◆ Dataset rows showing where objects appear
------------------------------------------------
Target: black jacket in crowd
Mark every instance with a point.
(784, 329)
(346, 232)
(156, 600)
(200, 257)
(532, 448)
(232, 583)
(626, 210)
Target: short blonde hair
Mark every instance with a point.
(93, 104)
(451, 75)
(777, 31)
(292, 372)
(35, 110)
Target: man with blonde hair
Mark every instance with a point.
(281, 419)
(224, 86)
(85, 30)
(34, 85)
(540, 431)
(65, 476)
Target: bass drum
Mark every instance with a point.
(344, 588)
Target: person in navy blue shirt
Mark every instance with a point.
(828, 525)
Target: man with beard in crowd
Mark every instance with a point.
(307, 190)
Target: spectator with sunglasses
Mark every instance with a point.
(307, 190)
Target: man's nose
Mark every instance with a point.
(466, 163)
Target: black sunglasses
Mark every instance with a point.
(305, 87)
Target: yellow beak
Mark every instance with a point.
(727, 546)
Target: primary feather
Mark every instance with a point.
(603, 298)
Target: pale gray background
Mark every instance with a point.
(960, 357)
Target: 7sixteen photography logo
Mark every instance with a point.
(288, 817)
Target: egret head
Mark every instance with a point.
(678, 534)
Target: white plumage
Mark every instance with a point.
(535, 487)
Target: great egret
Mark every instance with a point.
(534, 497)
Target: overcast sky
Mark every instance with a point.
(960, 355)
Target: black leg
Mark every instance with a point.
------------------------------------------------
◆ To be done
Place each line of the entries above into a JSON list of strings, one string per line, leaving out blank lines.

◆ Solution to the problem
[
  "Target: black jacket in crowd",
  "Mark every instance with a point.",
  "(784, 329)",
  "(346, 232)",
  "(156, 600)",
  "(200, 257)",
  "(532, 448)",
  "(232, 583)",
  "(626, 210)",
  "Target: short blonde hair",
  "Mark every instance with a point.",
  "(93, 104)",
  "(451, 75)",
  "(777, 31)",
  "(292, 372)",
  "(35, 110)",
  "Target: man with blonde hair",
  "Mark every instance with a point.",
  "(281, 419)",
  "(224, 86)",
  "(85, 30)",
  "(34, 85)",
  "(540, 431)",
  "(65, 476)",
  "Target: bass drum",
  "Mark every instance with a point.",
  "(344, 588)",
  "Target: person in navy blue shirt",
  "Mark every instance with a point.",
  "(828, 525)",
  "Target: man with beard in crowd",
  "Mark every instance with a point.",
  "(307, 190)",
  "Target: spectator with sunglasses",
  "Mark every instance with a point.",
  "(307, 190)",
  "Target: man's nose",
  "Mark every instance with a point.",
  "(466, 163)",
  "Target: black sunglasses",
  "Mark every instance with a point.",
  "(305, 87)",
  "Target: yellow beak",
  "Mark every instance with a point.",
  "(727, 546)",
  "Target: primary feather",
  "Mark every instance with a point.",
  "(603, 298)",
  "Target: pale gray background",
  "Mark every instance with a point.",
  "(960, 357)",
  "Target: 7sixteen photography logo",
  "Mark every instance with a point.",
  "(288, 817)",
  "Target: egret head",
  "Mark every instance with a point.",
  "(678, 534)",
  "Target: white plumage",
  "Mark every instance with a point.",
  "(535, 487)",
  "Target: great egret",
  "Mark every instance with a point.",
  "(534, 497)",
  "Target: overcast sky",
  "Mark every instance with a point.",
  "(960, 355)",
  "Target: black leg",
  "Mark every instance with a point."
]